(QUOTED PASSAGE):
--- start ---

> I have one use-case (although not published so less
> important) where the table size increase is a problem, and would prefer
> to use the current smaller crc.c (or even better, a smaller one that
> generate the tables on the fly, I forgot that it is possible).
There's another approach for table-less lookups that is slower than
slice-by-4 but faster than the Sarwate algorithm we currently use,
described in "Chi, M., He, D., & Liu, J. (2018). Fast Software-based
Table-less Algorithm for CRC Generation." You can do the polynomial
multiplication approach but manually execute it with 27 shifts and XORs:
uint32_t
crc32_update_no_xor_slice_by_4 (uint32_t crc, const char *buf)
{
uint32_t local_buf;
memcpy(&local_buf, buf, 4);
local_buf = le64toh(local_buf) ^ crc;
crc = local_buf ^ \
(local_buf << 6) ^ \
(local_buf << 9) ^ \
(local_buf << 10) ^ \
(local_buf << 12) ^ \
(local_buf << 16) ^ \
(local_buf << 24) ^ \
(local_buf << 25) ^ \
(local_buf << 26) ^ \
(local_buf << 28) ^ \
(local_buf << 29) ^ \
(local_buf << 30) ^ \
(local_buf << 31);
crc = crc ^ \
(crc >> 1) ^ \
(crc >> 2) ^ \
(crc >> 4) ^ \
(crc >> 5) ^ \
(crc >> 7) ^ \
(crc >> 8) ^ \
(crc >> 10) ^ \
(crc >> 11) ^ \
(crc >> 12) ^ \
(crc >> 16) ^ \
(crc >> 22) ^ \
(crc >> 23) ^ \
(crc >> 26);
return crc;
}
Is there a use case where we would need this? Either way it is faster than
the current implementation so it might be worth considering for platforms
that don't want slice-by-8.
Performance:
# single byte lookup (current)
$ gltests/bench-crc 1000000
real 7.502692
user 7.503
sys 0.000
# manual polynomial multiplication
$ gltests/bench-crc 1000000
real 6.627648
user 6.627
sys 0.000
So a 12% speedup on my machine, and would be a larger improvement with a
greater penalty for memory lookups vs. XOR/shift instructions
On Thu, 17 Oct 2024 at 09:33, Bruno Haible <[email protected]> wrote:
> Simon Josefsson wrote:
> > If we are splitting this module up into several, maybe it even make more
> > sense to have a 'crc-slice-by-8' module for that particular portable
> > optimization. I have one use-case (although not published so less
> > important) where the table size increase is a problem, and would prefer
> > to use the current smaller crc.c (or even better, a smaller one that
> > generate the tables on the fly, I forgot that it is possible).

--- end ---

(RECORD EXCERPTS):
--- start ---

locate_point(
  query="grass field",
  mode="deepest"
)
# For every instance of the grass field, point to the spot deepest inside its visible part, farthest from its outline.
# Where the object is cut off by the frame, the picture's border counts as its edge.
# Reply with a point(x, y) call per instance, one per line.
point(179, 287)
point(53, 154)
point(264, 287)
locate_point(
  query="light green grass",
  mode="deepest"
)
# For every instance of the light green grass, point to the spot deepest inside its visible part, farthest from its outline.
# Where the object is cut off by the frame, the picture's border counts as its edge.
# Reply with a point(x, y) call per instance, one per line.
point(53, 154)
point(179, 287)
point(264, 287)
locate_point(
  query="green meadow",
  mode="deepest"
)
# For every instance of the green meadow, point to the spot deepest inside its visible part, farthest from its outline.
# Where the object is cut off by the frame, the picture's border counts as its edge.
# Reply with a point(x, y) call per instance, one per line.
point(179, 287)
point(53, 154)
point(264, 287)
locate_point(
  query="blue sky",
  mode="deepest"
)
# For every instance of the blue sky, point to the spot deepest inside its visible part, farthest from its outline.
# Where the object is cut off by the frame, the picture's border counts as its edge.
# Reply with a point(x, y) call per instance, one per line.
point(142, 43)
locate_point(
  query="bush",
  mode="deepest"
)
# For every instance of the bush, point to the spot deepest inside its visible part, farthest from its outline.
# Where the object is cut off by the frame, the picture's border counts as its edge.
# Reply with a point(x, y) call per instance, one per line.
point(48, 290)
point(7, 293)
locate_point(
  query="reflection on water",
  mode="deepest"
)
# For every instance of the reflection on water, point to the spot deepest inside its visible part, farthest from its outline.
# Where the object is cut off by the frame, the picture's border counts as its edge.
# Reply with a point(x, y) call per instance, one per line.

--- end ---

(TASK SET):
a) In the CRC message, list every author of the paper cited for the table-less CRC algorithm.
b) Answer these questions from the CRC message:
(i) How many shifts and XORs does the manual polynomial multiplication approach use?
(ii) What speedup did the writer measure on their machine?
(iii) On what date did Bruno Haible write the quoted message?
The items have no role in this work.

(RESPONSES FOR EACH TASK):
a)
Chi, M.
He, D.
Liu, J.

b)
(i) 27
(ii) 12%
(iii) Thursday, 17 October 2024